Task goal
Report every line in the entries below that contains the string "shirt".

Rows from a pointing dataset

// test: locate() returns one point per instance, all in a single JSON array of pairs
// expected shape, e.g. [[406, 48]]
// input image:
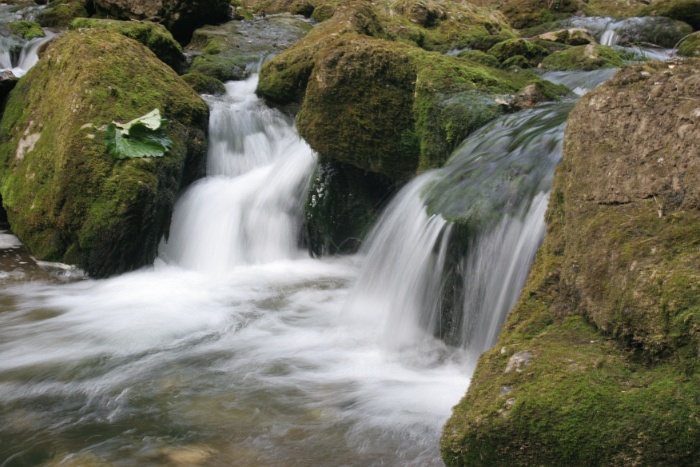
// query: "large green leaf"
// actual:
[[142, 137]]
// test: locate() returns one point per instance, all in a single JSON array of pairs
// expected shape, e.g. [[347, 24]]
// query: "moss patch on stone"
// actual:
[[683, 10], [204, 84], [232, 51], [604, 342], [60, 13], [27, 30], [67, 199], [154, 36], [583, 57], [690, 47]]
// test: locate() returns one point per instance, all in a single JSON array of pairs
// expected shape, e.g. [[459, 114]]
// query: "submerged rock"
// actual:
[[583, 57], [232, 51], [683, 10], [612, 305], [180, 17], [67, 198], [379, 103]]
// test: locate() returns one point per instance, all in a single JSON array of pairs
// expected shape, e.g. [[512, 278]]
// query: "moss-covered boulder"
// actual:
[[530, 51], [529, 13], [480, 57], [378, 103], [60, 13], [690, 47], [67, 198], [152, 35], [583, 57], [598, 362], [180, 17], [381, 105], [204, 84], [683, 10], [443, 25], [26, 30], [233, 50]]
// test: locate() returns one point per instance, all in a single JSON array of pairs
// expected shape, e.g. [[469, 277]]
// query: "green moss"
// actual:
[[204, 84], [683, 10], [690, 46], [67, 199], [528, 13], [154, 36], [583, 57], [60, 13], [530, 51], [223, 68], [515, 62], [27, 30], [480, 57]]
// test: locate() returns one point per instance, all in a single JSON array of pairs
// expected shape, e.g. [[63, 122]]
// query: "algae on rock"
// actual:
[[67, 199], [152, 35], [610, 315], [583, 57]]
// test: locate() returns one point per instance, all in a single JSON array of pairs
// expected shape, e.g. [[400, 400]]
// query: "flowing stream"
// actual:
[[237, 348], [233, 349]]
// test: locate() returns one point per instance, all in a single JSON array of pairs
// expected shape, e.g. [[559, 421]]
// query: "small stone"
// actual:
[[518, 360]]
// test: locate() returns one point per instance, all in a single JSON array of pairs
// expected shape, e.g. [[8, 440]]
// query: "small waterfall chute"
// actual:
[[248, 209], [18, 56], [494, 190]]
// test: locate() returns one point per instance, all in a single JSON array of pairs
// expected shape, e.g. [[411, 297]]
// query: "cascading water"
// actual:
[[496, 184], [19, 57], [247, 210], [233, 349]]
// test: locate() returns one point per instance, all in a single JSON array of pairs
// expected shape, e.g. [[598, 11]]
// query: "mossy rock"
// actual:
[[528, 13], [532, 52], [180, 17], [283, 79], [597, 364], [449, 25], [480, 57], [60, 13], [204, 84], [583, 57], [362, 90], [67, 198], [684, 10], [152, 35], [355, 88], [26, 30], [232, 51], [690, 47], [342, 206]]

...

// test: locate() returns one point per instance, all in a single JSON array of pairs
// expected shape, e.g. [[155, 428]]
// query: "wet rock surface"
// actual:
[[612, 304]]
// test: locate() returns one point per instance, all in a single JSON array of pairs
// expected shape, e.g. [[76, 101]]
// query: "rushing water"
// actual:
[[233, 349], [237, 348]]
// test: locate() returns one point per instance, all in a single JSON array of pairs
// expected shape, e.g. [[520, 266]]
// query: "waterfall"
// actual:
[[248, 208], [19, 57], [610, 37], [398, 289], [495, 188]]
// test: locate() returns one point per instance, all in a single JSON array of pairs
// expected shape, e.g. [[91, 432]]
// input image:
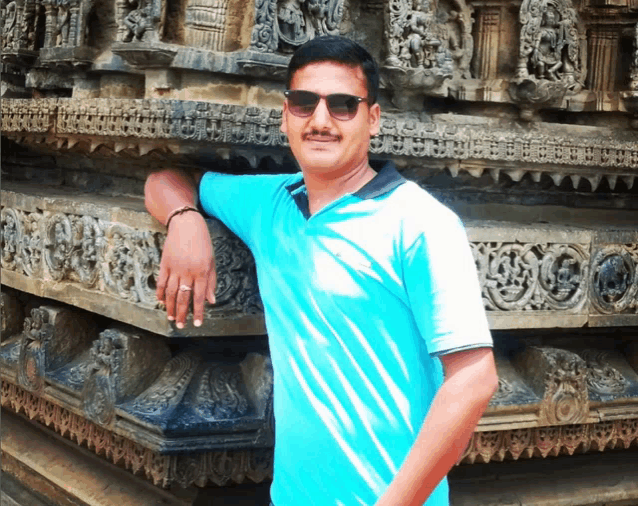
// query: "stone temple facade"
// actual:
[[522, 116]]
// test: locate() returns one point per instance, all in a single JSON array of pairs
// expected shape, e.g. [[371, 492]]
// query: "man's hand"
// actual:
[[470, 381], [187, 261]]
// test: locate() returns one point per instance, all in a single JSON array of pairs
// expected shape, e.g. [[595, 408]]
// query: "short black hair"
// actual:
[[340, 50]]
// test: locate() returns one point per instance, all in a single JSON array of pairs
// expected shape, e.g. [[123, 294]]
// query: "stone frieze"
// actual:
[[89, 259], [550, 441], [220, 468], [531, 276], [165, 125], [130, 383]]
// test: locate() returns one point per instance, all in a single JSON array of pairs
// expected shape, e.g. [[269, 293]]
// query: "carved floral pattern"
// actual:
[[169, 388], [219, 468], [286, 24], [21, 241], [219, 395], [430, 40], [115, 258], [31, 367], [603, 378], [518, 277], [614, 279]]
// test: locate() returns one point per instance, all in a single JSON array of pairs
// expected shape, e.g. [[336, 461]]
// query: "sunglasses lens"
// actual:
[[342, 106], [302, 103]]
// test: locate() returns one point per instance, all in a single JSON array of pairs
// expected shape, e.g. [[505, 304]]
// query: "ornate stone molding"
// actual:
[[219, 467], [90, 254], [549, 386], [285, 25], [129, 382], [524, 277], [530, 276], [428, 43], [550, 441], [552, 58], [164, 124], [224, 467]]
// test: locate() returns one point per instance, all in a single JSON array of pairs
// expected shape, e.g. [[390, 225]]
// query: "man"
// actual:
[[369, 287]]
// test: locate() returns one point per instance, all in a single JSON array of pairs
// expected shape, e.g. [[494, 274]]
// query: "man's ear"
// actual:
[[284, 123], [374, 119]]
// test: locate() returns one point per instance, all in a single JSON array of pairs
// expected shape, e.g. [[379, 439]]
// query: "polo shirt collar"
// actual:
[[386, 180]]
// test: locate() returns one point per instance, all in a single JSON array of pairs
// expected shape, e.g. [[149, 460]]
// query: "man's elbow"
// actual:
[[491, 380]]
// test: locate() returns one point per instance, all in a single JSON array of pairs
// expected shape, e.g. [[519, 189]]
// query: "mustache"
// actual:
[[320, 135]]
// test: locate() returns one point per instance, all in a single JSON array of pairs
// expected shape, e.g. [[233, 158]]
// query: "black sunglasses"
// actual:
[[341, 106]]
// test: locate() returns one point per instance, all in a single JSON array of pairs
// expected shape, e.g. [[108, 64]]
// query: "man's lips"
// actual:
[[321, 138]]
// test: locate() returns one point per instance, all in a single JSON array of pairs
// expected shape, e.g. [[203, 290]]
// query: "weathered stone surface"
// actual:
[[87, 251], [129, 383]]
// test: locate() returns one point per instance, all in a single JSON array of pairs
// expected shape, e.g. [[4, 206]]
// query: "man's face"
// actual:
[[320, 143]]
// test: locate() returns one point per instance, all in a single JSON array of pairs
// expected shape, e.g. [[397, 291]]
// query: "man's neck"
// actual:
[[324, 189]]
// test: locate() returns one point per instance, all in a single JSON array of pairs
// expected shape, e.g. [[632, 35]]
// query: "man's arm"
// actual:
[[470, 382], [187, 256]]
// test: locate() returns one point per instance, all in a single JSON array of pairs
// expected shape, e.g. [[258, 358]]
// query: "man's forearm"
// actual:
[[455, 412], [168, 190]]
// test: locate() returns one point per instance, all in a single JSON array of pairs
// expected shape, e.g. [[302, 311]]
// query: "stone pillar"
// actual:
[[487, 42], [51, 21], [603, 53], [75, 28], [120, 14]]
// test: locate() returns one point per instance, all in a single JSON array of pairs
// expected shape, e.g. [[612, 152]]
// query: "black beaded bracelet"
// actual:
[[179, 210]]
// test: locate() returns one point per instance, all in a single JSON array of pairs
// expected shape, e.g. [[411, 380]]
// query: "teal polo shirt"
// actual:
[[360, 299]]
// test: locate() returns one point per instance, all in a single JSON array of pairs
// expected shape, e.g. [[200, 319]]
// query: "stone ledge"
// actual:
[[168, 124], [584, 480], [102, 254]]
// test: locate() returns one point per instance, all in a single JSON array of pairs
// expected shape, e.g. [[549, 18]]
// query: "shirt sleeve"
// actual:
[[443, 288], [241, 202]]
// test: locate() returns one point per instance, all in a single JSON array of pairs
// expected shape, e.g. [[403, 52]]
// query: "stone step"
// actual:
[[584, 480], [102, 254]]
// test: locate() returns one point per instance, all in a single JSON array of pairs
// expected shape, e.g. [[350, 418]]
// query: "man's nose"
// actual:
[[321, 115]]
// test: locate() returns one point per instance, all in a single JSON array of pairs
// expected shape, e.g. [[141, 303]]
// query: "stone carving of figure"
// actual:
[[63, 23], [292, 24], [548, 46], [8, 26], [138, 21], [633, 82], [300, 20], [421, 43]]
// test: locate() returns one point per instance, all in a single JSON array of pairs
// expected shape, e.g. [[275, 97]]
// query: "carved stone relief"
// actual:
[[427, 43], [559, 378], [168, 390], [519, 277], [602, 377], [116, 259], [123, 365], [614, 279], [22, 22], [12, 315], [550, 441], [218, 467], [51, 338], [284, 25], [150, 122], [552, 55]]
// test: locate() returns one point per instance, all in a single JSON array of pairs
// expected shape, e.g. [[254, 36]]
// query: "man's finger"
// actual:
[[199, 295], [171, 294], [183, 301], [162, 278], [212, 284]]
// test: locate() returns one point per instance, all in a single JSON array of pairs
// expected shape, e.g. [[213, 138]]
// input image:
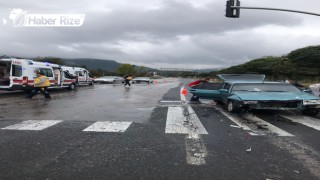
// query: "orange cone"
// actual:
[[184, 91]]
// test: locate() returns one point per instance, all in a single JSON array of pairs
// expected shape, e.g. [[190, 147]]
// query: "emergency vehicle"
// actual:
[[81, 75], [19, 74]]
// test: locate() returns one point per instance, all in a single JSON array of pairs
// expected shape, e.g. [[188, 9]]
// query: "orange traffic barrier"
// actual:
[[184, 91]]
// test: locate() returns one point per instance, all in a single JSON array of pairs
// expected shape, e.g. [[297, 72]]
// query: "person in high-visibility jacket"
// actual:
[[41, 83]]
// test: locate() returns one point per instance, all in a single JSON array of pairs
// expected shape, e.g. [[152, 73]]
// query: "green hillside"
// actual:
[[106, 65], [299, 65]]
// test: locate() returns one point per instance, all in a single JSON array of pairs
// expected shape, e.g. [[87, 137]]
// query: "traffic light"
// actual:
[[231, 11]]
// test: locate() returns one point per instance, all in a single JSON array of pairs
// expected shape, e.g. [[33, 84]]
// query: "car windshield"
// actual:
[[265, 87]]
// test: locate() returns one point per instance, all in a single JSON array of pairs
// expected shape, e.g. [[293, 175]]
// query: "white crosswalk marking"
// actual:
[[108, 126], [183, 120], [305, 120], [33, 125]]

Right answer
// query: "polo shirt collar"
// query: "teal polo shirt"
// query: "shirt sleeve"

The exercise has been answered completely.